§ Problem requirements: Print the part of the rows that begins with the line containing "Outline every instance of the white cloud." and ends with the line containing "M 260 199 L", reproducing each line precisely. Both of those lines are included, and nothing outside them.
┌─ Data shown
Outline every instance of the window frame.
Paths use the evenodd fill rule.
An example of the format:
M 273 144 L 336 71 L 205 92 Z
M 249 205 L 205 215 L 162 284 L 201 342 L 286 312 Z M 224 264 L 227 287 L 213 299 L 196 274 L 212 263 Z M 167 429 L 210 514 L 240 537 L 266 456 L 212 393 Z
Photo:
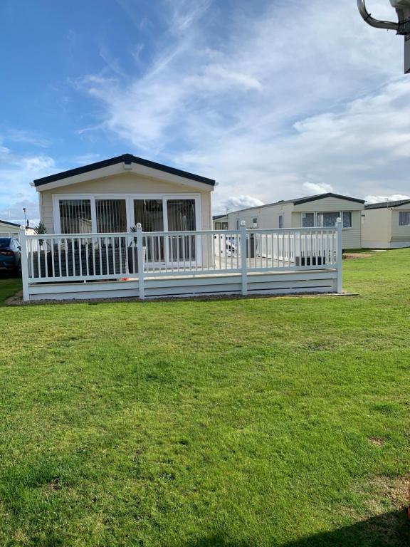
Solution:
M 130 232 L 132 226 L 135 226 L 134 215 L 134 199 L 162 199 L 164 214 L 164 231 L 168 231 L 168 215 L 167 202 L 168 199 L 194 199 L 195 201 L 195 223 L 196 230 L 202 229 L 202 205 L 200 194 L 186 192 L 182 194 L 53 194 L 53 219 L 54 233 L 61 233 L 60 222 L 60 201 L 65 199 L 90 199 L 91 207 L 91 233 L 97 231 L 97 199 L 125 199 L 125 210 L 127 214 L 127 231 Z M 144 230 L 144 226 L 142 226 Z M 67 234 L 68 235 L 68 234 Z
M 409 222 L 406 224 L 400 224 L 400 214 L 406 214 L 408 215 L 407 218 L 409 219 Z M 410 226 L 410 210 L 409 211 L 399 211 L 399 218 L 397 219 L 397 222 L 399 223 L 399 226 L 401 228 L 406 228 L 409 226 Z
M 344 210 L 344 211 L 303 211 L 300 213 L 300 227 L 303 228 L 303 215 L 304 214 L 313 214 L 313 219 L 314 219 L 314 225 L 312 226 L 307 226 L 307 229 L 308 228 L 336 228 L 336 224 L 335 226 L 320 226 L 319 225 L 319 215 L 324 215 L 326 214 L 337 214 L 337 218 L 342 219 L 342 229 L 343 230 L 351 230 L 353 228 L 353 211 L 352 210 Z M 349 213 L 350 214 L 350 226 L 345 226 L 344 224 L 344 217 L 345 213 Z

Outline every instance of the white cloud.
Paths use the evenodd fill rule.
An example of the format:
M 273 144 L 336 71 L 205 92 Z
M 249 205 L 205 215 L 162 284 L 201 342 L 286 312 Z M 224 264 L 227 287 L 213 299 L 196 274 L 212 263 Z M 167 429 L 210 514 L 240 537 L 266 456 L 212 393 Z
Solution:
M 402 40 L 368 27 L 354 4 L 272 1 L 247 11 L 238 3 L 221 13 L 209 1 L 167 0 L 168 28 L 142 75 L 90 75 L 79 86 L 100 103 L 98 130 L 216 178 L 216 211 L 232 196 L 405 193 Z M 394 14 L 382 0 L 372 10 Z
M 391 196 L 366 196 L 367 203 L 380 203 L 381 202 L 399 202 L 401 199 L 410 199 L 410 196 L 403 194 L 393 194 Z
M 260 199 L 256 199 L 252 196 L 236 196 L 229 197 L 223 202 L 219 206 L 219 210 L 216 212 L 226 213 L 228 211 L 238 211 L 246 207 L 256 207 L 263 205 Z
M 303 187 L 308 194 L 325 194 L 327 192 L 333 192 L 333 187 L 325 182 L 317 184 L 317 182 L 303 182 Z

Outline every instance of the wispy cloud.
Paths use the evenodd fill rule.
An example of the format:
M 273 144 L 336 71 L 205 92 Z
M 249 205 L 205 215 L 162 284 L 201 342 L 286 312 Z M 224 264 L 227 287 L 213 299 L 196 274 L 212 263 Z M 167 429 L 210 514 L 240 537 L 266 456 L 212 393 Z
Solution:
└─
§ Worked answer:
Outline every instance of the white cloud.
Paths use the evenodd fill rule.
An example of the format:
M 273 144 L 336 71 L 205 92 Z
M 249 205 L 205 215 L 162 284 L 201 342 L 286 312 Z M 224 264 L 227 287 L 213 299 L 196 274 L 212 263 Z M 167 429 L 210 514 L 240 537 L 266 456 L 212 393 Z
Solution:
M 402 40 L 368 27 L 354 4 L 272 1 L 247 11 L 238 3 L 221 13 L 209 1 L 167 0 L 168 28 L 142 75 L 90 75 L 79 86 L 100 103 L 98 130 L 216 178 L 216 211 L 232 196 L 405 193 Z M 394 14 L 382 0 L 372 10 Z
M 391 196 L 366 196 L 367 203 L 380 203 L 381 202 L 399 202 L 401 199 L 410 199 L 410 196 L 403 194 L 393 194 Z
M 260 199 L 256 199 L 252 196 L 236 196 L 229 197 L 223 202 L 219 206 L 219 210 L 216 212 L 226 213 L 228 211 L 238 211 L 246 207 L 256 207 L 263 205 Z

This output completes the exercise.